— Exercise details —
Render each line of the entries below as a row in a Markdown table with two columns, "No." for the row number and "Line" for the line itself, leaving out blank lines.

— Data in this exercise —
----

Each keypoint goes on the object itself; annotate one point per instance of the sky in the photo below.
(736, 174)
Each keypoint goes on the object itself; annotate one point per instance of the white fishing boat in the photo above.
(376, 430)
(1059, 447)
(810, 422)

----

— Exercise output —
| No. | Line |
|---|---|
| 1 | Each keypoint goes on the object itself; annotate one point per instance of the sky in the photo below. |
| 2 | (736, 174) |
| 3 | Each keypoint goes on the object itself; annotate one point per instance of the white fishing boat in the photo above. |
| 4 | (376, 430) |
| 5 | (1059, 447) |
| 6 | (810, 422) |